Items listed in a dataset
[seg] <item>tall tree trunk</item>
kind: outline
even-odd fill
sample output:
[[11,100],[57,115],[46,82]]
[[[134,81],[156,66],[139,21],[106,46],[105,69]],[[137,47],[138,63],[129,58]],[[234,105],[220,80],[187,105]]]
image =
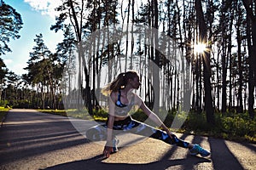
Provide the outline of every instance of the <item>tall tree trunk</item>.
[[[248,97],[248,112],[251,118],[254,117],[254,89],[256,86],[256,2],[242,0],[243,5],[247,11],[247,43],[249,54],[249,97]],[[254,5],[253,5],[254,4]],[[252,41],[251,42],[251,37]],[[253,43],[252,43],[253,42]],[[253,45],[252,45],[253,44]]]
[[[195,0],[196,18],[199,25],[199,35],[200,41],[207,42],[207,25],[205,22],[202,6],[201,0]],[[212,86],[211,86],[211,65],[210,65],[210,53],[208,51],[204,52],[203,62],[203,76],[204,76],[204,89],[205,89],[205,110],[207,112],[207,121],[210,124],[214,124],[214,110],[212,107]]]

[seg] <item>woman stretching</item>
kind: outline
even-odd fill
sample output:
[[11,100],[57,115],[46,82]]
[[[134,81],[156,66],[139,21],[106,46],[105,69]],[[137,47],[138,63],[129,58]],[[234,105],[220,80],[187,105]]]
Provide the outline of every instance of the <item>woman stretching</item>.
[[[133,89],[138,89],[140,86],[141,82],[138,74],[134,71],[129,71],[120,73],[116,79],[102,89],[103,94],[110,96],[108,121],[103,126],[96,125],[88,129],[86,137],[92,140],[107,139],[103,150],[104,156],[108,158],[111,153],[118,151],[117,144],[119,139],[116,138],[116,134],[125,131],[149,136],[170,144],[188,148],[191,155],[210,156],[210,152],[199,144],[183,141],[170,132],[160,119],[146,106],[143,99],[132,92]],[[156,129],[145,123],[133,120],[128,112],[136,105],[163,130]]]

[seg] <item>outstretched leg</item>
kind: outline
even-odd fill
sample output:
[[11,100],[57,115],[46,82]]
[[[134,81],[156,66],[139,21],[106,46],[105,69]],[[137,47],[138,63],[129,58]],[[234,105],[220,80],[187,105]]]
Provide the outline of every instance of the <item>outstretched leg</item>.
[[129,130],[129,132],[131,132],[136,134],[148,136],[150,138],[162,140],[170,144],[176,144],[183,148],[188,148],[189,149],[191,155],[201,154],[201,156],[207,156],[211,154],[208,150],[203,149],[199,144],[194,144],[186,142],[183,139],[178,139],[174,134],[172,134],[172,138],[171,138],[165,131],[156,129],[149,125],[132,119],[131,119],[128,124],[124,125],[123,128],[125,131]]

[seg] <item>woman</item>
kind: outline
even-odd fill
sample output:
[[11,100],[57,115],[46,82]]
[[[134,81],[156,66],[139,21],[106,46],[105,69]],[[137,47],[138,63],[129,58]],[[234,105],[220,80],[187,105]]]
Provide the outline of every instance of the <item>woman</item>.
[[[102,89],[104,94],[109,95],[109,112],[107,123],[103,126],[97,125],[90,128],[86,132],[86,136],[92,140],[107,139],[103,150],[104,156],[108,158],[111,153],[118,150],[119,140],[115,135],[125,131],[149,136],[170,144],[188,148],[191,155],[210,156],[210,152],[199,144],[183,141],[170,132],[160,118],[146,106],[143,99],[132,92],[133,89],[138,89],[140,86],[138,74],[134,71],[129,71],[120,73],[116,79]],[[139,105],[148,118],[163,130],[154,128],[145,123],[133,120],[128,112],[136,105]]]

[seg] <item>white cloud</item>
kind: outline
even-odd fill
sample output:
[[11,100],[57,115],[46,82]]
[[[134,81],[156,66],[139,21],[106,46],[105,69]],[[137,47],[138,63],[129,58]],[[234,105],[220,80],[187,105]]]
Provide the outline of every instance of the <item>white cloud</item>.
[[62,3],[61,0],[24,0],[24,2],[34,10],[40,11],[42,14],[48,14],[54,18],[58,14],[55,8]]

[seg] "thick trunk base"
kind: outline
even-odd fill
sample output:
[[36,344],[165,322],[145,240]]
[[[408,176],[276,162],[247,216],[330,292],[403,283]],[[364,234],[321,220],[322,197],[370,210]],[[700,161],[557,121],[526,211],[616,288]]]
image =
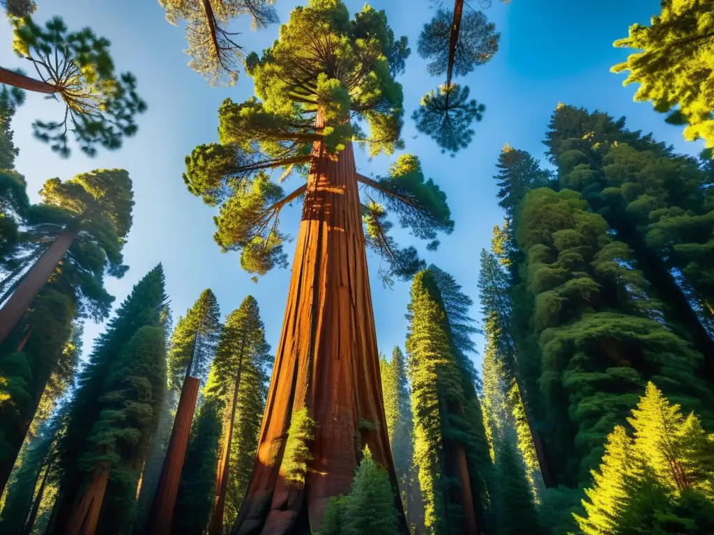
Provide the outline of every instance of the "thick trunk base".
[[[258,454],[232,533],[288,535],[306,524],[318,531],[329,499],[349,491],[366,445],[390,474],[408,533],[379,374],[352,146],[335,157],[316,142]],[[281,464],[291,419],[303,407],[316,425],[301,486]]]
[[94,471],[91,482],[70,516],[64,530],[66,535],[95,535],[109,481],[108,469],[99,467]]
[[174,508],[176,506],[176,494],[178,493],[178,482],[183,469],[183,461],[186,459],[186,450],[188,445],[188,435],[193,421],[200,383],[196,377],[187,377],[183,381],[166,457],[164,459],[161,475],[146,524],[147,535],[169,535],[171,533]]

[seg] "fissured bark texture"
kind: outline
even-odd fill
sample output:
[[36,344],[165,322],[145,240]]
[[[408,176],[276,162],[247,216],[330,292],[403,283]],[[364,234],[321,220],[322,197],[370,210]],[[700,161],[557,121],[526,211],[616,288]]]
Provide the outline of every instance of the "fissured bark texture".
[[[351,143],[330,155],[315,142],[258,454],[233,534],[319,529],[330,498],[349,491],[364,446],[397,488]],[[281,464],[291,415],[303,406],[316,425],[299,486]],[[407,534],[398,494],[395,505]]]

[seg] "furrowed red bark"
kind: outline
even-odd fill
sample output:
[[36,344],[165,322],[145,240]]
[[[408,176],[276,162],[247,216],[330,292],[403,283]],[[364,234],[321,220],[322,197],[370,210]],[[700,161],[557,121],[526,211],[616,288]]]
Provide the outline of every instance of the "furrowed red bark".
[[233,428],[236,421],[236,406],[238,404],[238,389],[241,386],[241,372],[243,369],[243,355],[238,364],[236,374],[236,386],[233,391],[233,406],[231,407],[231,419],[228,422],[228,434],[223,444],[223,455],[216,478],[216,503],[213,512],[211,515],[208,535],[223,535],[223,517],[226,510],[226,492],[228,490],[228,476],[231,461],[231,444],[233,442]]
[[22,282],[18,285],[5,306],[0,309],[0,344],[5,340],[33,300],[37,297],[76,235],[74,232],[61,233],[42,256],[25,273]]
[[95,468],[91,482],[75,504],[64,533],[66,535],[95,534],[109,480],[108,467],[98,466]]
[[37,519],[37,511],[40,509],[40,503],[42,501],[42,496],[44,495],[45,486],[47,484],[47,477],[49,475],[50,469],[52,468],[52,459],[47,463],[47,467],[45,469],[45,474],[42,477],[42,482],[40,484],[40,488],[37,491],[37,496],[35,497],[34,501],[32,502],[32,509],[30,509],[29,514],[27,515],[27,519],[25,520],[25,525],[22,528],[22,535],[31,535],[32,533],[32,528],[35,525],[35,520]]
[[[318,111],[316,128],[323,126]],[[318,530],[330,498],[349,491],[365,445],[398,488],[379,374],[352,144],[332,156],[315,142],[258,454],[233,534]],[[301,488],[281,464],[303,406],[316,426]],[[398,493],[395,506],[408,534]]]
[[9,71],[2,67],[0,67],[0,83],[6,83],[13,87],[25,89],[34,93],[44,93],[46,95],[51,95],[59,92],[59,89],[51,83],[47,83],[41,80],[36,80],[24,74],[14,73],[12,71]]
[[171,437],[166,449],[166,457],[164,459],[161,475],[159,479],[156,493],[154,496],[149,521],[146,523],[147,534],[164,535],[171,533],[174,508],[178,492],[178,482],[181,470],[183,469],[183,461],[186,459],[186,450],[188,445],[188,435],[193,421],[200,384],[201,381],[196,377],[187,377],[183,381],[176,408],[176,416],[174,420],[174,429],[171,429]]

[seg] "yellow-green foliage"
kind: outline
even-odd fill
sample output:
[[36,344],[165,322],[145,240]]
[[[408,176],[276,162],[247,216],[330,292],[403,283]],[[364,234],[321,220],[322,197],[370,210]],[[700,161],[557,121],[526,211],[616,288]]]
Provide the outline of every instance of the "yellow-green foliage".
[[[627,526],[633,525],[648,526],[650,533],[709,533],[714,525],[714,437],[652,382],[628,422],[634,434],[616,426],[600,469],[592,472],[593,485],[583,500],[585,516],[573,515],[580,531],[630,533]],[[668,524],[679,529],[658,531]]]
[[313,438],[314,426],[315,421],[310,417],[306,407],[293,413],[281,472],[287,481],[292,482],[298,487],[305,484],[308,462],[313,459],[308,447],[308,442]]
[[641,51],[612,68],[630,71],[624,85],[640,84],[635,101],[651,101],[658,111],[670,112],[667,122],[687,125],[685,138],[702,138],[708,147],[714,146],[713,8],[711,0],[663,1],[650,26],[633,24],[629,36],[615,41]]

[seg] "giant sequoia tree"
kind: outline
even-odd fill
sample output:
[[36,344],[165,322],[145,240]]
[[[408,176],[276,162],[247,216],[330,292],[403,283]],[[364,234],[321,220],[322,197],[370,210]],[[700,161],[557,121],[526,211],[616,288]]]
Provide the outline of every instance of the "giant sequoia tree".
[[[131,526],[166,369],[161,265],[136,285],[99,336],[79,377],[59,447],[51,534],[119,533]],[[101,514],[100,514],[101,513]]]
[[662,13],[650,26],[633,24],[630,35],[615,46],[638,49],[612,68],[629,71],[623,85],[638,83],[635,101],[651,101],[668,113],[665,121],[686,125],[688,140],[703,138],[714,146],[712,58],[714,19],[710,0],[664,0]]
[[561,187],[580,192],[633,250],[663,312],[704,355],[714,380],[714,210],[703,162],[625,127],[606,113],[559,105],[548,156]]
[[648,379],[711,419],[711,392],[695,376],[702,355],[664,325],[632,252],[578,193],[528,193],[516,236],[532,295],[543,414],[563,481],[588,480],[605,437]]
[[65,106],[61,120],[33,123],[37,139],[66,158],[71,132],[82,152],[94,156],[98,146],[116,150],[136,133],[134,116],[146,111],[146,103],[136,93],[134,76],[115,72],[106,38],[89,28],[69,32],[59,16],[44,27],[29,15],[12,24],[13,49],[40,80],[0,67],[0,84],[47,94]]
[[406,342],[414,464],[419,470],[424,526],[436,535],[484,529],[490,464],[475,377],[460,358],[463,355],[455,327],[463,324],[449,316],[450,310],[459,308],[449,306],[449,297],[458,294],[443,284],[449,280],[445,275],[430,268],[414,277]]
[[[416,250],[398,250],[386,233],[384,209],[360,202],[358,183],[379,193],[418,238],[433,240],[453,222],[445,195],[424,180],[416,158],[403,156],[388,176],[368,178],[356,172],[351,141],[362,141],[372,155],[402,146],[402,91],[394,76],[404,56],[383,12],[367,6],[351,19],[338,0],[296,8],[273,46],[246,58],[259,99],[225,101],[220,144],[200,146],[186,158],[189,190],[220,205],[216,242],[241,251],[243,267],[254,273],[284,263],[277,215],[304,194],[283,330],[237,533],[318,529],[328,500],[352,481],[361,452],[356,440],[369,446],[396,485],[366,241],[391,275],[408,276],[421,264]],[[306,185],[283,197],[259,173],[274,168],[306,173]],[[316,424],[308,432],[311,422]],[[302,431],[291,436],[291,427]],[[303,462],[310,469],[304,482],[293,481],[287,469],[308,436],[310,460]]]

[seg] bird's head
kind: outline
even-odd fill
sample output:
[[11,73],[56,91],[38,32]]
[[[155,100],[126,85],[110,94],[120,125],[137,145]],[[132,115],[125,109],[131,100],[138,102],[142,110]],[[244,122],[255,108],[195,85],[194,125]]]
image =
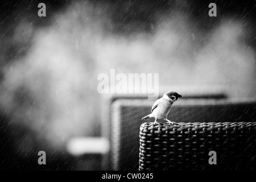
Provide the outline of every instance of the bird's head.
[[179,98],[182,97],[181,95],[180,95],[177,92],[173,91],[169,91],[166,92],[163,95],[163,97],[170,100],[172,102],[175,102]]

Written problem:
Beginning with the line that contains "[seg] bird's head" in the data above, please copy each line exactly until the last line, both ends included, skipping any pictures.

Final result:
[seg] bird's head
kind: outline
even-odd fill
sample output:
[[11,73],[56,91],[38,32]]
[[[155,100],[126,85],[110,94],[120,125],[137,145]],[[132,115],[125,109],[131,100],[138,102],[142,110]],[[244,122],[255,108],[195,85],[194,125]]]
image =
Provide the outline of every instance of the bird's head.
[[179,98],[182,97],[181,95],[180,95],[177,92],[173,91],[169,91],[166,92],[163,95],[163,97],[170,100],[172,102],[175,102]]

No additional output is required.